TASK TO COMPLETE: List each line of the entries below that contains the word "dock", copying every such line in full. Case counts.

RECORD EXCERPTS:
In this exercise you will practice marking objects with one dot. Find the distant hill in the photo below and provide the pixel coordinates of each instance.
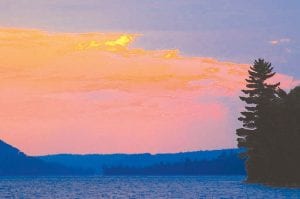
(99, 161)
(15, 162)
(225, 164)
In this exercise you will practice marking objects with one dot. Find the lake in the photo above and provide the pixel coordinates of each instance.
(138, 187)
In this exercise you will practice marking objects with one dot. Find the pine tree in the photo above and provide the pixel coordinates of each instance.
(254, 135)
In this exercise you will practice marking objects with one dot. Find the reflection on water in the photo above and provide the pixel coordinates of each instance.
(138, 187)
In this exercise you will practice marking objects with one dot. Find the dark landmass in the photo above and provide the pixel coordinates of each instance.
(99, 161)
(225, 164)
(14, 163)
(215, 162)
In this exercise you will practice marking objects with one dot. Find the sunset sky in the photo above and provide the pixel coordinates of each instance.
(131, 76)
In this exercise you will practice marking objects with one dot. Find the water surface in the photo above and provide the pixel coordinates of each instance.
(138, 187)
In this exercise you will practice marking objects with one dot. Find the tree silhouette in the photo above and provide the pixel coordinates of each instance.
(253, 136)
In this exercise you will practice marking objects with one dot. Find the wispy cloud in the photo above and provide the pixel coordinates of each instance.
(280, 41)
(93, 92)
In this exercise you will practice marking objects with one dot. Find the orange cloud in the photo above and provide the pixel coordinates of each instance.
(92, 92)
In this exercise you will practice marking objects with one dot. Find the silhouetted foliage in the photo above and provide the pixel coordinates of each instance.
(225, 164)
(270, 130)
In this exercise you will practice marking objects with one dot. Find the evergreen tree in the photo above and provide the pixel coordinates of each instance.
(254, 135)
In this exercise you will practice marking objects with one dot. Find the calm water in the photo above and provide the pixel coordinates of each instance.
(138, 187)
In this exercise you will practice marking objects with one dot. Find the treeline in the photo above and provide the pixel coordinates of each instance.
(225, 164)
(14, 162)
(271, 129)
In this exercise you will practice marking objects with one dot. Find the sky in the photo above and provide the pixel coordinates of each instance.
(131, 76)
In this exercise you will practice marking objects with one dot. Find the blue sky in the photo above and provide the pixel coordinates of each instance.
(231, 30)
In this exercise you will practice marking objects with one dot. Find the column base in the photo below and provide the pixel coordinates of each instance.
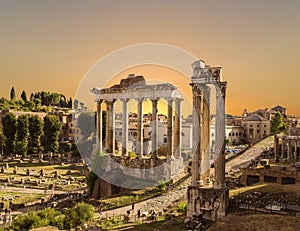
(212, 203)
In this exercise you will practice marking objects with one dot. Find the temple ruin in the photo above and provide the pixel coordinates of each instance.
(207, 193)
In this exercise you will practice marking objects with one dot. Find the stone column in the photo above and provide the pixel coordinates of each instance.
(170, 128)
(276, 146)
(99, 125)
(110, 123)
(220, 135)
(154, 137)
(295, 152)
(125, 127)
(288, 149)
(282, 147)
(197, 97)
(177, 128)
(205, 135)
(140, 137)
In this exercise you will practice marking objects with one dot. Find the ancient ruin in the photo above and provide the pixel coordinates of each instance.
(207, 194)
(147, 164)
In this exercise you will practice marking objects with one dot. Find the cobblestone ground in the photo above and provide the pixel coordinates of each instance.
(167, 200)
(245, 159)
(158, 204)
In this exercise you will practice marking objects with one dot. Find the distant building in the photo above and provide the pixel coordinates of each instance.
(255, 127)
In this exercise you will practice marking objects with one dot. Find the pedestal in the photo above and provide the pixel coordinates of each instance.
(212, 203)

==

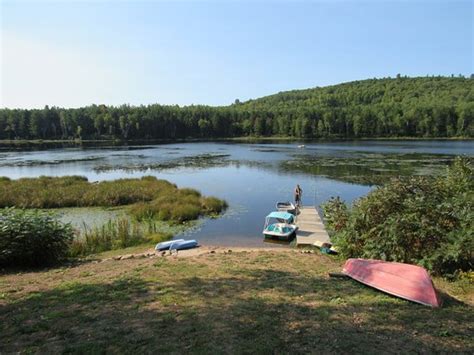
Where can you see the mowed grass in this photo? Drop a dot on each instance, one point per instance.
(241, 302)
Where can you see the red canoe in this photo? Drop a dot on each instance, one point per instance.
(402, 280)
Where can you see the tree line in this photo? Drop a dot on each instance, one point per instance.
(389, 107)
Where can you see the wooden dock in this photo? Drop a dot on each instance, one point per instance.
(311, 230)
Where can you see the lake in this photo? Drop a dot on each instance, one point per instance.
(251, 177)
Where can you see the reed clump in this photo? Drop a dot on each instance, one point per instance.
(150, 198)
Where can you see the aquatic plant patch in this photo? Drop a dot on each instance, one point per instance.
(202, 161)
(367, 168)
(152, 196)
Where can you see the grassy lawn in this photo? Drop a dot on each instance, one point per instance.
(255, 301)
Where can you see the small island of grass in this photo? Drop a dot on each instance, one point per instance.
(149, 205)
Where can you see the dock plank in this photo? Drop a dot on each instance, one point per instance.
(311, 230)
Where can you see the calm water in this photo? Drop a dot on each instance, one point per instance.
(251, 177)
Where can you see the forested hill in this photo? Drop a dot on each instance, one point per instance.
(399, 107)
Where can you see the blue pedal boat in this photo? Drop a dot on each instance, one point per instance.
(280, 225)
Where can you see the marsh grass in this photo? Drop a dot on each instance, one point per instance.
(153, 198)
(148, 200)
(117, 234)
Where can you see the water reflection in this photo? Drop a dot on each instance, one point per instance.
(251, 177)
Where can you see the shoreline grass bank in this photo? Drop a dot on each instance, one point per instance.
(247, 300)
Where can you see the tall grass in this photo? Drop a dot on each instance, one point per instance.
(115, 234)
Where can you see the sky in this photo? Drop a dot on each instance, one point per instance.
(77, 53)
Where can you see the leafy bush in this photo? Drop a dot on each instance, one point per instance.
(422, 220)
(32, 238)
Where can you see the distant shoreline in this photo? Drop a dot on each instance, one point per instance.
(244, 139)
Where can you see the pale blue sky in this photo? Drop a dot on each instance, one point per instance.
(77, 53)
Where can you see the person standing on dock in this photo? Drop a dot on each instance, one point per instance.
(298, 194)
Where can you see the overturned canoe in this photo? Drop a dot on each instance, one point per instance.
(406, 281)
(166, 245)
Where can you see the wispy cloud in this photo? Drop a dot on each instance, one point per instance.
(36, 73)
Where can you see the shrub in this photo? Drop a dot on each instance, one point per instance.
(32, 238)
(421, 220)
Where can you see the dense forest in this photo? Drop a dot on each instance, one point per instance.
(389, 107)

FULL OUTPUT:
Where can you see the wooden dock in this photo? Drop a dot on each instance, one point per instance.
Where can you see the dock plank in this photo? Drop a dot on each instance, one point per instance.
Where can you see the person standing on dock in this photo? Drop a dot on each instance, one point per instance.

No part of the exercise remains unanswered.